##### Dataset #####

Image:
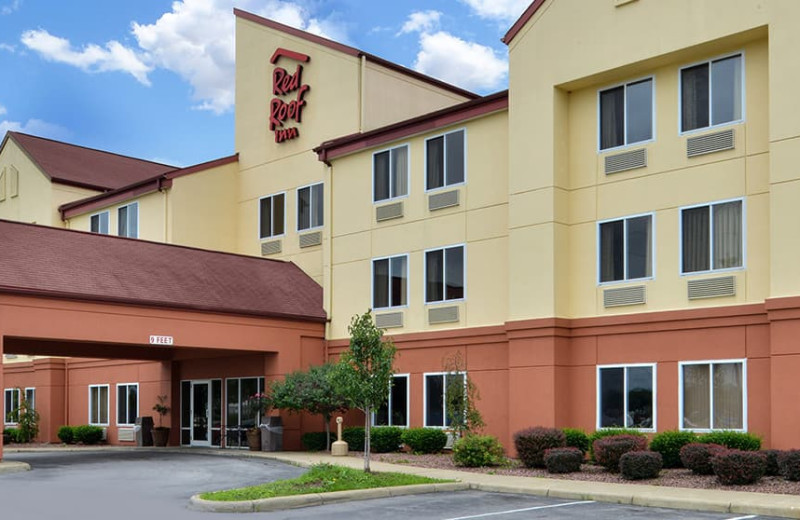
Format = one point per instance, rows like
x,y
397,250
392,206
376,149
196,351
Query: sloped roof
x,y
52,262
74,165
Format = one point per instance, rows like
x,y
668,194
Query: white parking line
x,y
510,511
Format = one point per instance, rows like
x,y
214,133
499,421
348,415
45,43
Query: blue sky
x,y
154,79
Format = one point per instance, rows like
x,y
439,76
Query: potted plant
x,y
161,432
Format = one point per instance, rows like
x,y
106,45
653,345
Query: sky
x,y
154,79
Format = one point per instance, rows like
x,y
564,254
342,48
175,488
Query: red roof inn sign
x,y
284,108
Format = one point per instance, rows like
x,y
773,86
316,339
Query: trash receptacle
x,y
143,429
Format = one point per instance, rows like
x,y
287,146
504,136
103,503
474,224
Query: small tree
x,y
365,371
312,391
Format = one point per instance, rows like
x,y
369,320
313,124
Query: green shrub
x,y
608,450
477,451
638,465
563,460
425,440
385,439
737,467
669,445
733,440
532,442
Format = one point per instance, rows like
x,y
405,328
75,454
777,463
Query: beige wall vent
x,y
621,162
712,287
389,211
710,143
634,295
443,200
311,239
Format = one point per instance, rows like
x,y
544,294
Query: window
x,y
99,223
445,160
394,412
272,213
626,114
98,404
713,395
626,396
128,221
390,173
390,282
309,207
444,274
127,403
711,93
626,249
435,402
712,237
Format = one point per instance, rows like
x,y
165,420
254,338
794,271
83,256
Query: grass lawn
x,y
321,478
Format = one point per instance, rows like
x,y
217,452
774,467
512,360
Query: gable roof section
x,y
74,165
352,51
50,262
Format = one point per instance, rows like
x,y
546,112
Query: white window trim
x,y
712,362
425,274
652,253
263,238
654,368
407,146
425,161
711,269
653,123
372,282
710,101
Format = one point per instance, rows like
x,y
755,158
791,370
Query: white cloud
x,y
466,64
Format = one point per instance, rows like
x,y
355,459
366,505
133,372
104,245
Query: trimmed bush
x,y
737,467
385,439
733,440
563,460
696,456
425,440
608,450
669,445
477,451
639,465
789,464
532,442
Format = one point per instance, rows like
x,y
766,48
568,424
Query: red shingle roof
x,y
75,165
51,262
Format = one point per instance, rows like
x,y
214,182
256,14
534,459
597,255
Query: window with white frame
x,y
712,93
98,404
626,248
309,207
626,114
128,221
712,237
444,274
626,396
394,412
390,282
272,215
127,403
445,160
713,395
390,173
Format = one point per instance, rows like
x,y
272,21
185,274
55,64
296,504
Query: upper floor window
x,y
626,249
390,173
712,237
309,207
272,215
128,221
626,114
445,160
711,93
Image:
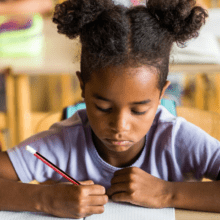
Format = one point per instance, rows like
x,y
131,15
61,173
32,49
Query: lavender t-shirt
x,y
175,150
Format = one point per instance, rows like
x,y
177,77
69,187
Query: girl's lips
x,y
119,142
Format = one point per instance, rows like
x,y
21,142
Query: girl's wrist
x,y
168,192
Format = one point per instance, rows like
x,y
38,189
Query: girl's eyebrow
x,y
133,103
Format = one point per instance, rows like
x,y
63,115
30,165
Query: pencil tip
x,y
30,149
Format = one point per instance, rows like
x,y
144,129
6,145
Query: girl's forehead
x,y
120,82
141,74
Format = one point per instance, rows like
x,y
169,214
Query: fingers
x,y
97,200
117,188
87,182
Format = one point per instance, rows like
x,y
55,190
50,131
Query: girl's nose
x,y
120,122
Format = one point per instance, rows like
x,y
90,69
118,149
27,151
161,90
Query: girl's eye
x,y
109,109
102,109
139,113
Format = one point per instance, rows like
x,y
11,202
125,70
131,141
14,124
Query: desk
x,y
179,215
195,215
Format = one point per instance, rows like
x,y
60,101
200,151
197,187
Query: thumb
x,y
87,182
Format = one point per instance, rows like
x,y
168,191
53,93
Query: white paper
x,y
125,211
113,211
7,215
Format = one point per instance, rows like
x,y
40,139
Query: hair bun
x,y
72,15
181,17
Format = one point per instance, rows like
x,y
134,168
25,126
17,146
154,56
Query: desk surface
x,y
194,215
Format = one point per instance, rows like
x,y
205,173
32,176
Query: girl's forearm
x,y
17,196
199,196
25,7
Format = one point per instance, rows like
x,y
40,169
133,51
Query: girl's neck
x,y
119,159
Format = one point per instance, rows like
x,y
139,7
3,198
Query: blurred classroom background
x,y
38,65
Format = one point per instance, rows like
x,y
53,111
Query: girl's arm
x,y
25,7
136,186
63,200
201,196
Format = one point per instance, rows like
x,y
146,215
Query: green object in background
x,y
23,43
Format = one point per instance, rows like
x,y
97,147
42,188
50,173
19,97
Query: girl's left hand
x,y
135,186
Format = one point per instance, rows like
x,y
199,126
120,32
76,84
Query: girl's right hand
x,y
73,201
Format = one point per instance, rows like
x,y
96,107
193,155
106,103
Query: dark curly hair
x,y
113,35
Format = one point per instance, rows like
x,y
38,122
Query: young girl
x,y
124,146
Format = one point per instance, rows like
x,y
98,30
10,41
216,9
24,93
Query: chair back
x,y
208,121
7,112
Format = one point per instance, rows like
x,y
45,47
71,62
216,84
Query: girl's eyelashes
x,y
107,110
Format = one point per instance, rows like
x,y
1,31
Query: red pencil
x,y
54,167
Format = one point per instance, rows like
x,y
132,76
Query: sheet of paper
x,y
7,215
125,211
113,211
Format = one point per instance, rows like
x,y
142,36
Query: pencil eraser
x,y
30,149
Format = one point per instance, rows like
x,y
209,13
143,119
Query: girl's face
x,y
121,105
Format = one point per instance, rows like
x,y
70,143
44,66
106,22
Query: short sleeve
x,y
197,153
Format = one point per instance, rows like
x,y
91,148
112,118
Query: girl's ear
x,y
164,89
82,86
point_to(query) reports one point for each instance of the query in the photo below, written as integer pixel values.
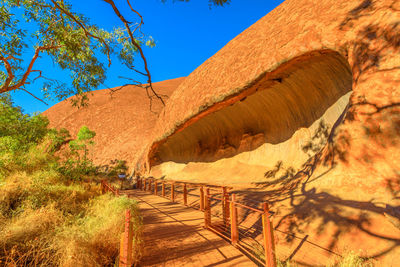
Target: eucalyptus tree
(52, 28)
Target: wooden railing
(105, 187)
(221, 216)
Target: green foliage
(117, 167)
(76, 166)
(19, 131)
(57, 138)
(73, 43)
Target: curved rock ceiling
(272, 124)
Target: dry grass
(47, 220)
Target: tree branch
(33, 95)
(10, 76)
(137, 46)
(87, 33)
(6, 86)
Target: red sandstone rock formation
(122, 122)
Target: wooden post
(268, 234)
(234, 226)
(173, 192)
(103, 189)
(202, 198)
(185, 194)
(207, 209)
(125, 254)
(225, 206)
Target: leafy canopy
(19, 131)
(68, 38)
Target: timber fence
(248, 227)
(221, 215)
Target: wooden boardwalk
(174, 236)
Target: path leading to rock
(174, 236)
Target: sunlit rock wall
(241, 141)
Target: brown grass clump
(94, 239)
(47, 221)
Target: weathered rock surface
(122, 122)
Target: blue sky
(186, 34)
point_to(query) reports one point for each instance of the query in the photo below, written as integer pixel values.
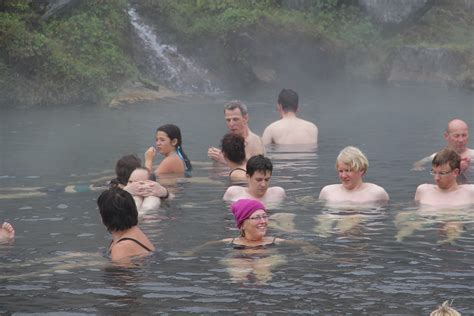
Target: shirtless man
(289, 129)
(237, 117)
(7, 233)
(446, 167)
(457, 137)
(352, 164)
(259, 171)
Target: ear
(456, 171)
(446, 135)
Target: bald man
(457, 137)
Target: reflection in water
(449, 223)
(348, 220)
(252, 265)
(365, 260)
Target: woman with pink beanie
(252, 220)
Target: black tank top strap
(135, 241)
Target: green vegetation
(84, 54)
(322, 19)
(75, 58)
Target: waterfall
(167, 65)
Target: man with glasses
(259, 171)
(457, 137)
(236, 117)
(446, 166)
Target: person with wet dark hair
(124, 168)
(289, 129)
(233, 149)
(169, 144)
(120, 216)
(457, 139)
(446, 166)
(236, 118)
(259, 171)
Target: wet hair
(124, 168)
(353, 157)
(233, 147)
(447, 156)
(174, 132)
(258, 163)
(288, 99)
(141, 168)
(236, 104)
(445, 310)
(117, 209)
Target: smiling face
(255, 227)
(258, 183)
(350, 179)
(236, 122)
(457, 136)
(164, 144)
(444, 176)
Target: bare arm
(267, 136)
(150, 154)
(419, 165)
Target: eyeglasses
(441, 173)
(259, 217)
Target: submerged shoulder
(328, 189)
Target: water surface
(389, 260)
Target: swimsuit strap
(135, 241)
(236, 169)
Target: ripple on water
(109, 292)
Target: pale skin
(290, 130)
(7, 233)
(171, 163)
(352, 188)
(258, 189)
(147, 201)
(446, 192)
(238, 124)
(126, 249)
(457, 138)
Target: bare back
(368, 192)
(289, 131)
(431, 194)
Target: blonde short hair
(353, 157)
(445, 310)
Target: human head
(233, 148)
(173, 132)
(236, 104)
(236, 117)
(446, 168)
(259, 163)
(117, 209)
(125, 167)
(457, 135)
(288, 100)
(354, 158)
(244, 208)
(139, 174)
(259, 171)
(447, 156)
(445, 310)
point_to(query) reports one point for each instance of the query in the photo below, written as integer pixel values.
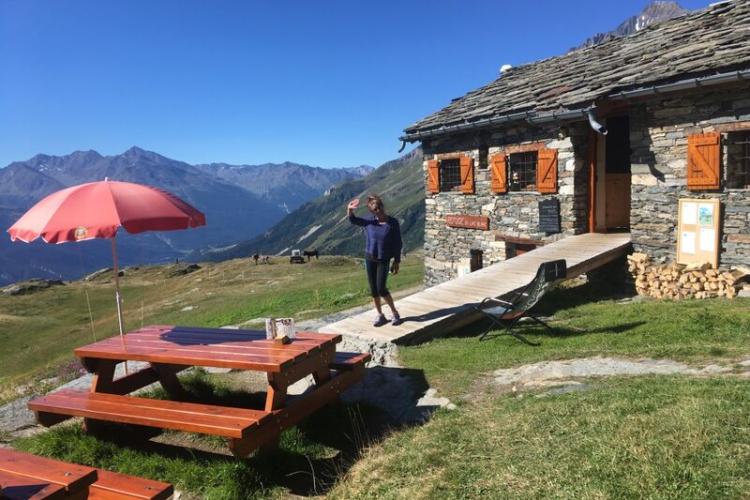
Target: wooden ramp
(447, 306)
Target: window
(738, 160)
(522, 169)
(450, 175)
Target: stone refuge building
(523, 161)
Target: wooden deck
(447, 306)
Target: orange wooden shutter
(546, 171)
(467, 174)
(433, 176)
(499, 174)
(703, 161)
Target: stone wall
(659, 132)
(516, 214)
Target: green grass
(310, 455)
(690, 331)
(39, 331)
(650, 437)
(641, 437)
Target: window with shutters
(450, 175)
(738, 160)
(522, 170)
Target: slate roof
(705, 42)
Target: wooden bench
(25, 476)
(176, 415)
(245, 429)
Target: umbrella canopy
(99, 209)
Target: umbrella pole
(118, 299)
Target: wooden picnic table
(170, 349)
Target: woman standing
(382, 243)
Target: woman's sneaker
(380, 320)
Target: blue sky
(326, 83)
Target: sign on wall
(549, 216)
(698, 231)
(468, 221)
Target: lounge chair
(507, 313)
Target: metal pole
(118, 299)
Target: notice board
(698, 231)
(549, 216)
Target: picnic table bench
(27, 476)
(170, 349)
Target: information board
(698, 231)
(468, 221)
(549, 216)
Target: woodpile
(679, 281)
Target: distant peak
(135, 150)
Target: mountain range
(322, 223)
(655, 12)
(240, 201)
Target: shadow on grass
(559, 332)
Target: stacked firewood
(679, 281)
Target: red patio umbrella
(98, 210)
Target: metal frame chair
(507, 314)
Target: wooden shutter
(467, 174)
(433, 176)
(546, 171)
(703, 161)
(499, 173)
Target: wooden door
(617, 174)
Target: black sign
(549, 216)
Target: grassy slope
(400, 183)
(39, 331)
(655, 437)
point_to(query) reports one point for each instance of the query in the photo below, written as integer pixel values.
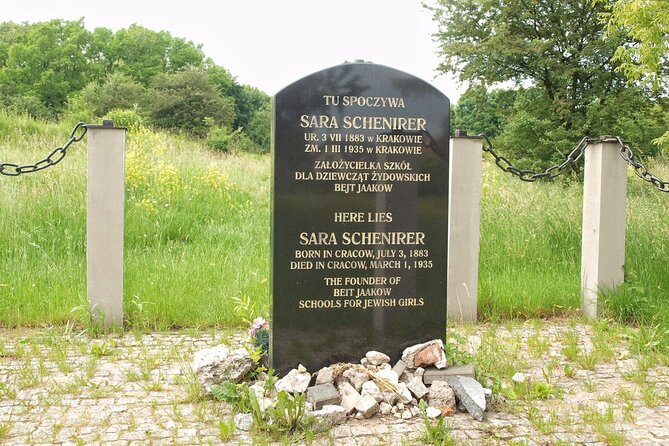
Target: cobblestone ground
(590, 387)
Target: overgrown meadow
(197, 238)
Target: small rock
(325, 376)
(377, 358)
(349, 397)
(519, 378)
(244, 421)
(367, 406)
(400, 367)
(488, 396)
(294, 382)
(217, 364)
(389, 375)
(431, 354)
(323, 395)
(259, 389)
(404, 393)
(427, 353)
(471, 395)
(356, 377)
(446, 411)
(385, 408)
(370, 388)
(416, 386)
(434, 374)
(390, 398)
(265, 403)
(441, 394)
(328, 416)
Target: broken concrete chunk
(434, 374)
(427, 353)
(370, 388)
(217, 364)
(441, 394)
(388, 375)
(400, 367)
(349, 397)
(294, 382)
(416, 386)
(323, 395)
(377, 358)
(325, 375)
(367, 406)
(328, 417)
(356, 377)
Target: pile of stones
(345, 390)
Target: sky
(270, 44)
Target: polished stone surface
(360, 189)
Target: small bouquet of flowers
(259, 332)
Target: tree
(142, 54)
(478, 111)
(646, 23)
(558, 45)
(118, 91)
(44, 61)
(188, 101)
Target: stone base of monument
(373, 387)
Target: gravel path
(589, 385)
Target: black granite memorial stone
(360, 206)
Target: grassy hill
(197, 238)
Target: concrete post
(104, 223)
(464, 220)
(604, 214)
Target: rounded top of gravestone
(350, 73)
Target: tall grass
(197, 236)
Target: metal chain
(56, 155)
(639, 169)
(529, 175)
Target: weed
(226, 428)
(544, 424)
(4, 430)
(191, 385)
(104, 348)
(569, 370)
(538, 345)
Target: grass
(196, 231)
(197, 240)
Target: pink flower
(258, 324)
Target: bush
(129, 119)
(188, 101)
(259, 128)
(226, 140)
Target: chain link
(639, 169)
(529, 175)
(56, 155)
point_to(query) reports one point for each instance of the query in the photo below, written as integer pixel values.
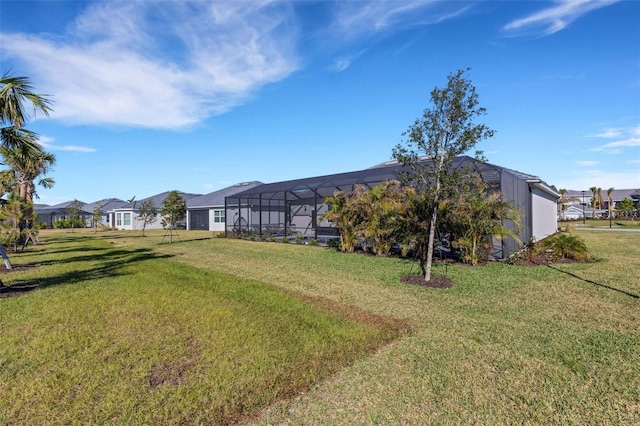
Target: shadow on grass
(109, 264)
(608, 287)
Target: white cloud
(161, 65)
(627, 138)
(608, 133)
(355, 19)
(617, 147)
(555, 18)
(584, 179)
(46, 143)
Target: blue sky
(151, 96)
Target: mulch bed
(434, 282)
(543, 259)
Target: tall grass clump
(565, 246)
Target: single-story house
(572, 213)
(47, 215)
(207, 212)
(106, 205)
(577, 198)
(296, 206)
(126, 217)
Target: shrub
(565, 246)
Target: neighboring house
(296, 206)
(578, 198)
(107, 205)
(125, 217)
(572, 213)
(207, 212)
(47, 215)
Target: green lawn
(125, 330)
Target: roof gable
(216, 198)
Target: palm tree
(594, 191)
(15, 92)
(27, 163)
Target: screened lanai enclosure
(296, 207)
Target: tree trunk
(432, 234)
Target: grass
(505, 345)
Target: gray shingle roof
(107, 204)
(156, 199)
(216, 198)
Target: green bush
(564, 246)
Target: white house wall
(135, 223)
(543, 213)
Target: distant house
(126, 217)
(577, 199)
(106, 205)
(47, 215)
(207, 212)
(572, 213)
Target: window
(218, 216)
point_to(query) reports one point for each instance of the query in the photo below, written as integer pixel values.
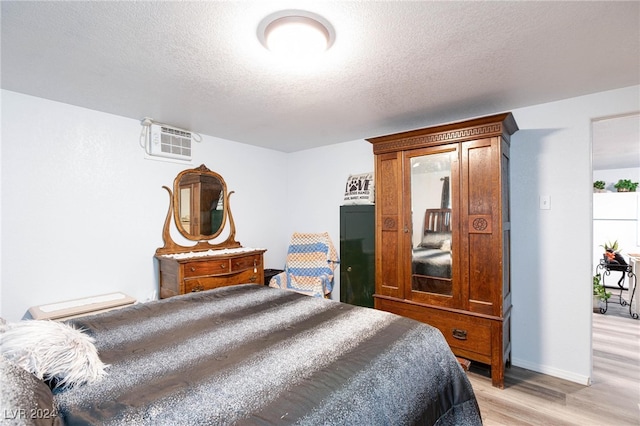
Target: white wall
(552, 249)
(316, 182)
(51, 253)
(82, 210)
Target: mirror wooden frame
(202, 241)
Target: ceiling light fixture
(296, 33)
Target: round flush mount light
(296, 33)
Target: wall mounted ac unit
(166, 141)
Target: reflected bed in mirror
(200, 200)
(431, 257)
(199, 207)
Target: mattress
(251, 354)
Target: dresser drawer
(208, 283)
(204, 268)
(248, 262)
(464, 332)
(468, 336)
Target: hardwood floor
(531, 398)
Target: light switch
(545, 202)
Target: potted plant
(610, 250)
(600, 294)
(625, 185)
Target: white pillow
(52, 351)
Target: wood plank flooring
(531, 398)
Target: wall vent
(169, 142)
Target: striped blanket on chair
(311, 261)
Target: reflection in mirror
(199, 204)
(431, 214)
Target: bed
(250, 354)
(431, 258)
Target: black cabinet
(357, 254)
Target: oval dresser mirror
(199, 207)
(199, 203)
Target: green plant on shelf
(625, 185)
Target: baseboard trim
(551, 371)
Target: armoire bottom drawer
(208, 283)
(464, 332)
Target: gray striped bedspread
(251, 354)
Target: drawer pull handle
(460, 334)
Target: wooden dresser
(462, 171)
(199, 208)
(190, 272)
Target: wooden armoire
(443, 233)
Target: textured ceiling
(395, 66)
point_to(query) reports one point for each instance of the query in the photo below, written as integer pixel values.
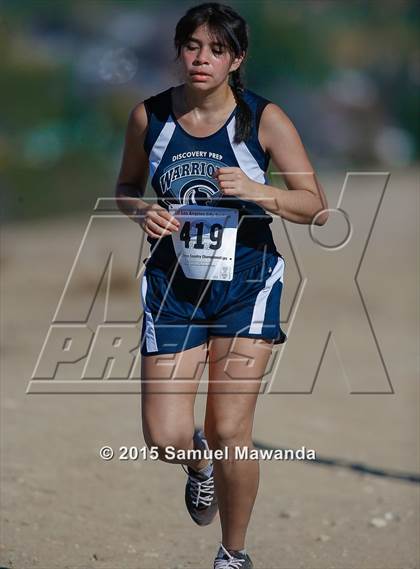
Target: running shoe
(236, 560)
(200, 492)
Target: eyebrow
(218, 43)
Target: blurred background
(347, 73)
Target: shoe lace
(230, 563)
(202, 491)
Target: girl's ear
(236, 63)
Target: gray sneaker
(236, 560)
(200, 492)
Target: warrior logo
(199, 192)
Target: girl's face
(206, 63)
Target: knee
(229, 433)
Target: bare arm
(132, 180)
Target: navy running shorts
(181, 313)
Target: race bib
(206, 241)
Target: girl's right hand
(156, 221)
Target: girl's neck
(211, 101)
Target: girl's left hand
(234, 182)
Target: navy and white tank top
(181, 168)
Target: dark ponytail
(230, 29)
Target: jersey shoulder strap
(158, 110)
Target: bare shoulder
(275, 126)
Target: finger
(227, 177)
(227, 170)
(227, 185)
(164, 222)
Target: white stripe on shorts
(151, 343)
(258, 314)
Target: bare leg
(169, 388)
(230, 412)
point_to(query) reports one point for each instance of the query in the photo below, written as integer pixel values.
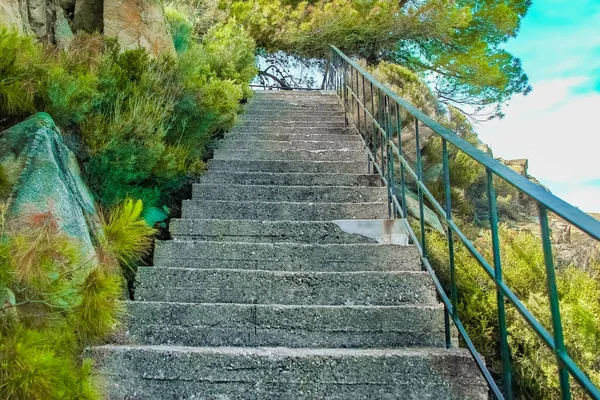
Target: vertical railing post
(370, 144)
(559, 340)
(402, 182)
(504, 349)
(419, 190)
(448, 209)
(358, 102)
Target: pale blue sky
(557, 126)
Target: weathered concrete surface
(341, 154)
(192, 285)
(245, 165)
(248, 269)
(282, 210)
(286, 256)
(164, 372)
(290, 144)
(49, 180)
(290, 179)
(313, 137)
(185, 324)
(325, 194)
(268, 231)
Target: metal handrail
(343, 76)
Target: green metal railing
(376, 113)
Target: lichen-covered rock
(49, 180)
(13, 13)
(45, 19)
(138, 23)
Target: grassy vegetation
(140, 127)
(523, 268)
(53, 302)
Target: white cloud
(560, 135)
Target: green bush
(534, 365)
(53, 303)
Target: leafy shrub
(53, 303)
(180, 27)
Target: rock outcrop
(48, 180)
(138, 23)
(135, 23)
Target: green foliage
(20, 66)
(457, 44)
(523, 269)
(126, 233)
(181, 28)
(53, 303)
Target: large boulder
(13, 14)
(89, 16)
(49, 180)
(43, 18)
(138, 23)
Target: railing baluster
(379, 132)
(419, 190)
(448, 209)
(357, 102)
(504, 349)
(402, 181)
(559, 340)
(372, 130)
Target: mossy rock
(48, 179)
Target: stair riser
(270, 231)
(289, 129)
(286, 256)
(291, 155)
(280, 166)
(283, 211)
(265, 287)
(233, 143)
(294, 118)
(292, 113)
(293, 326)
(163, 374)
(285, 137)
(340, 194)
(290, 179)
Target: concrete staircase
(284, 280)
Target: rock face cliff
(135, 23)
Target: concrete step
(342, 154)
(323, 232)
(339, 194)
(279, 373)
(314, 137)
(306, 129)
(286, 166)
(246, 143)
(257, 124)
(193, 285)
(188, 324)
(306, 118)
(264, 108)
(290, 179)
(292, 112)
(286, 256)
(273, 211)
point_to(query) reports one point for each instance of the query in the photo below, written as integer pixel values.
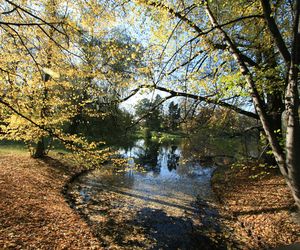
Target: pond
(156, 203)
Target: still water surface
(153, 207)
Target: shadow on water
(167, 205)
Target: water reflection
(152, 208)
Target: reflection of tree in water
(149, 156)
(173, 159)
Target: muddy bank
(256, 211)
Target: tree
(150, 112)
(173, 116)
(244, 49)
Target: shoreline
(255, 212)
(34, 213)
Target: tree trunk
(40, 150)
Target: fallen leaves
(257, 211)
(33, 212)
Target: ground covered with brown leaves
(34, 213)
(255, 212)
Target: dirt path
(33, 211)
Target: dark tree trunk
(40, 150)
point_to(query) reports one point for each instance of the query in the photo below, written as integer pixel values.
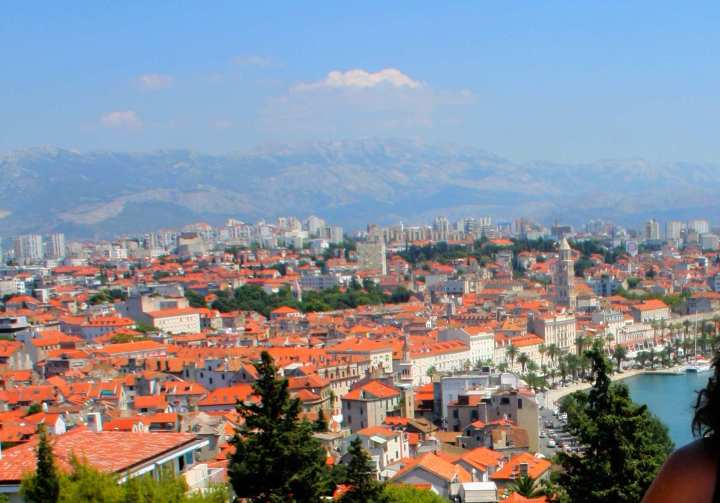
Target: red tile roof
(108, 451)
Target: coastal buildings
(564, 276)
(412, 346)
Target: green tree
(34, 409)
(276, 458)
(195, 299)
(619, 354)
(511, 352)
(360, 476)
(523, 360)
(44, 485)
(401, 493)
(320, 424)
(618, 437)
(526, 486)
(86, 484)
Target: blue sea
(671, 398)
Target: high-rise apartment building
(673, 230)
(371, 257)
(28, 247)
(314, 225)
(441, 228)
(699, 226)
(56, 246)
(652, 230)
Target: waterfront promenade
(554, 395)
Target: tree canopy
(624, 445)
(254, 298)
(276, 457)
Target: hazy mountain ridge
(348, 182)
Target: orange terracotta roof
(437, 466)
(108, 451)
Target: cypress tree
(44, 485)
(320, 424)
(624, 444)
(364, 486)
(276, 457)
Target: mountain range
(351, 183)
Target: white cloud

#####

### What the exercise asks
Set down no line except those from the one with "Target: red tile roof" to the last line of the data, inclusive, each exactly as written.

### Reply
Target: red tile roof
(108, 451)
Target: coastal buildings
(564, 276)
(412, 346)
Target: green tree
(34, 409)
(276, 458)
(195, 299)
(619, 354)
(511, 352)
(360, 476)
(523, 360)
(44, 485)
(401, 493)
(320, 424)
(618, 437)
(526, 486)
(86, 484)
Target: blue sea
(671, 398)
Target: high-rise apartment building
(673, 230)
(371, 257)
(28, 247)
(314, 225)
(441, 228)
(699, 226)
(56, 246)
(652, 230)
Target: waterfront promenade
(554, 395)
Target: tree canopy
(624, 445)
(254, 298)
(276, 457)
Target: hazy mountain ridge
(348, 182)
Target: orange terracotta roof
(437, 466)
(108, 451)
Target: cypress tree
(44, 485)
(320, 424)
(624, 444)
(364, 486)
(276, 457)
Target: mountain range
(351, 183)
Target: white cloud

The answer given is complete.